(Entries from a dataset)
================================
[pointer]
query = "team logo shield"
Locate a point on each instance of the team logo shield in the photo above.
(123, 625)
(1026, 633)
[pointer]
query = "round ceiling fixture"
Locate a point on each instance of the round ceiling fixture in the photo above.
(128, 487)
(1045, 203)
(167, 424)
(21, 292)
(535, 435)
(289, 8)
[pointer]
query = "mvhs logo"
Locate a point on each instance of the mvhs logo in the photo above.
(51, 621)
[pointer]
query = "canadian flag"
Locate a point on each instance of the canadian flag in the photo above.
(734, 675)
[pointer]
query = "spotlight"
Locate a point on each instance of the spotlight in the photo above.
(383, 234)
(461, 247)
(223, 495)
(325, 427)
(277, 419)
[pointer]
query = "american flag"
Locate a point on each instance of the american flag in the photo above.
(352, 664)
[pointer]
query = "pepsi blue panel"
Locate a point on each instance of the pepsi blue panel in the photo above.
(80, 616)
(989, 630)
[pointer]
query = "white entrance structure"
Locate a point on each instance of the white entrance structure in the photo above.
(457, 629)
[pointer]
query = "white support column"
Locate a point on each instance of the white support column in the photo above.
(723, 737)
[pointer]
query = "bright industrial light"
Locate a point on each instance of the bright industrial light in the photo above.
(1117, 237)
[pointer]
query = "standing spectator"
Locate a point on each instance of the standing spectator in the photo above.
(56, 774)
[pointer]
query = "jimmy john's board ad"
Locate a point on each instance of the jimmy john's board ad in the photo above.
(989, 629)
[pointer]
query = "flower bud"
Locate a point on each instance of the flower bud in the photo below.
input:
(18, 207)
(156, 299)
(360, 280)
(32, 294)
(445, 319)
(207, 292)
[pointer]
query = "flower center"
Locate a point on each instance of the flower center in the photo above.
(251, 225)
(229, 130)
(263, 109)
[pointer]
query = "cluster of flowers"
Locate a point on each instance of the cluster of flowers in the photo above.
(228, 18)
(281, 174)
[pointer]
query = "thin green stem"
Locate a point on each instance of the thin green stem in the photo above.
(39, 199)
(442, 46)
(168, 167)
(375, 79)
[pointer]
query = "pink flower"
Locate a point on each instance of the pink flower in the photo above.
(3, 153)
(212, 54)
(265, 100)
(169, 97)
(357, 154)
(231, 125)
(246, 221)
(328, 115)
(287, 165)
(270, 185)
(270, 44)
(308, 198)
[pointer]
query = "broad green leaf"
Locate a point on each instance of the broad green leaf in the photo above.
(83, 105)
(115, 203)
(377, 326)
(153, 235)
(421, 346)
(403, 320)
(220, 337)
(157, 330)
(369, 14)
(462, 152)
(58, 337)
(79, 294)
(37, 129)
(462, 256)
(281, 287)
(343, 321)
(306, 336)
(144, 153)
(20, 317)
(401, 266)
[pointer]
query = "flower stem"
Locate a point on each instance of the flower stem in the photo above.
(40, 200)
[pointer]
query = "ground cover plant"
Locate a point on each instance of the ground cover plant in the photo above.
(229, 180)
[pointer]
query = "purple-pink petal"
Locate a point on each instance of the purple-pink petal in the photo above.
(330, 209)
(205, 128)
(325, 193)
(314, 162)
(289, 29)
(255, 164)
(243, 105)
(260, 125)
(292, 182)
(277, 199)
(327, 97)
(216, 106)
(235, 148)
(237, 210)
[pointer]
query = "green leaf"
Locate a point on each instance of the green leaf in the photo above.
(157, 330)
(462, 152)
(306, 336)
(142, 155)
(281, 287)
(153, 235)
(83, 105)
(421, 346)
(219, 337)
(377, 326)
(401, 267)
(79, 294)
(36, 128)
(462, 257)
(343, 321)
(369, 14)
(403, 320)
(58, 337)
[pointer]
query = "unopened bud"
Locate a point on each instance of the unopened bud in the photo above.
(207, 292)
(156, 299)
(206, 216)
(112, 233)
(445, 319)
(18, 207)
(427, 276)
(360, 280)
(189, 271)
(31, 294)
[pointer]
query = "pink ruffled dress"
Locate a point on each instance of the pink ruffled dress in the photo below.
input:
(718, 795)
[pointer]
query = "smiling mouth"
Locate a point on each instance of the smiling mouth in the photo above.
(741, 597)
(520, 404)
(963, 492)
================================
WRITTEN INSTRUCTION =
Each line of the material above needs to be quoted exactly, please.

THE COMPLETED TASK =
[pointer]
query = "team logo shield"
Locate a point on each instance of the team logo shield in the photo above.
(123, 625)
(1026, 633)
[pointer]
query = "round ceiling fixture"
Locate a point on each instance of the round ceiling fixture in the photo above.
(128, 487)
(1045, 203)
(167, 424)
(21, 292)
(535, 435)
(289, 8)
[pointer]
query = "mvhs logo"
Locate a point on each instance of the mvhs logo in the photo above.
(51, 621)
[pointer]
query = "canadian flag"
Locate a point on each instance of the canadian flag in the photo above.
(734, 675)
[pointer]
query = "spotlight"
Locate a point on each instance of the spotlight in the photo above.
(383, 234)
(461, 247)
(223, 495)
(325, 427)
(277, 419)
[pointer]
query = "american flag"
Locate a point on each instance of the american flag in the photo above.
(352, 664)
[pointer]
query = "pepsi blue panel"
Locate a point on each instance of the pepsi blue panel in the photo above.
(80, 616)
(989, 630)
[pointer]
query = "white entrance structure"
Locate a point on each instance of the white entrance structure in the photo above.
(457, 629)
[pointer]
query = "white support column"
Locate a point on each instance of the white support column in the photo above.
(723, 737)
[pointer]
query = "bright industrial light"
Locate a point on each instance of the bright industrial light in the photo above.
(1117, 237)
[pointer]
query = "standing spectator"
Locate a point on each instance of the standing spectator in the photo above.
(56, 774)
[pointer]
query = "jimmy john's board ad"
Locate a point on each instance of the jimmy john's board ad in the photo above.
(989, 629)
[pointer]
query = "flower bud"
Locate a point on each instance of the flower bud in the photo below.
input:
(18, 207)
(156, 299)
(360, 280)
(32, 294)
(445, 319)
(207, 292)
[pointer]
query = "flower center"
Locate a point on each instance of the flower center in the photo above.
(251, 225)
(229, 130)
(263, 109)
[pointer]
query = "cluster of flowers"
Locate a point on each instance of the cluster of flowers in the photo above.
(228, 18)
(281, 174)
[pointer]
query = "thin green stem"
Locate a point on each instance of the thin green stem in the photo above.
(39, 199)
(442, 46)
(168, 167)
(375, 79)
[pointer]
query = "pink flower"
Locate a point on each instance of the pink flower in the photo above.
(3, 153)
(212, 54)
(265, 100)
(169, 97)
(357, 154)
(231, 125)
(246, 221)
(328, 115)
(287, 165)
(270, 185)
(270, 44)
(308, 198)
[pointer]
query = "broad green leaf"
Locate a point on each instance of the broad green leaf in the photo above.
(83, 105)
(115, 203)
(377, 326)
(153, 235)
(421, 346)
(403, 320)
(220, 337)
(157, 330)
(369, 14)
(462, 152)
(58, 337)
(79, 294)
(37, 129)
(462, 256)
(281, 287)
(343, 321)
(306, 336)
(144, 153)
(20, 317)
(401, 266)
[pointer]
query = "flower stem"
Locate a point on each instance of the flower stem in the photo above.
(40, 200)
[pointer]
query = "ground cover plant"
Locate a point on each instance of the ground cover plant in the photo above.
(229, 180)
[pointer]
query = "purple-pink petal"
Locate a point on each instance of the purple-pink petal in the photo above.
(330, 209)
(205, 128)
(325, 193)
(314, 162)
(289, 29)
(255, 164)
(243, 105)
(260, 125)
(292, 182)
(277, 199)
(327, 97)
(216, 106)
(235, 148)
(237, 210)
[pointer]
query = "green leaf"
Locate a point on each instance of the green leaf in the photo above.
(157, 330)
(462, 152)
(306, 336)
(142, 155)
(281, 287)
(153, 235)
(83, 105)
(421, 346)
(219, 337)
(377, 326)
(401, 267)
(79, 294)
(36, 128)
(462, 257)
(343, 321)
(369, 14)
(403, 320)
(58, 337)
[pointer]
query = "unopened bud"
Locate a point on each instance of the unopened bud in the photo above.
(207, 292)
(156, 299)
(206, 216)
(112, 233)
(445, 319)
(18, 207)
(427, 276)
(360, 280)
(189, 271)
(31, 294)
[pointer]
query = "pink ruffled dress"
Locate a point on each instance of the pink ruffled dress in the photo below.
input:
(718, 795)
[pointer]
query = "smiling mouth"
Locate a point on each instance of the smiling mouth in the photo above.
(741, 597)
(520, 404)
(963, 492)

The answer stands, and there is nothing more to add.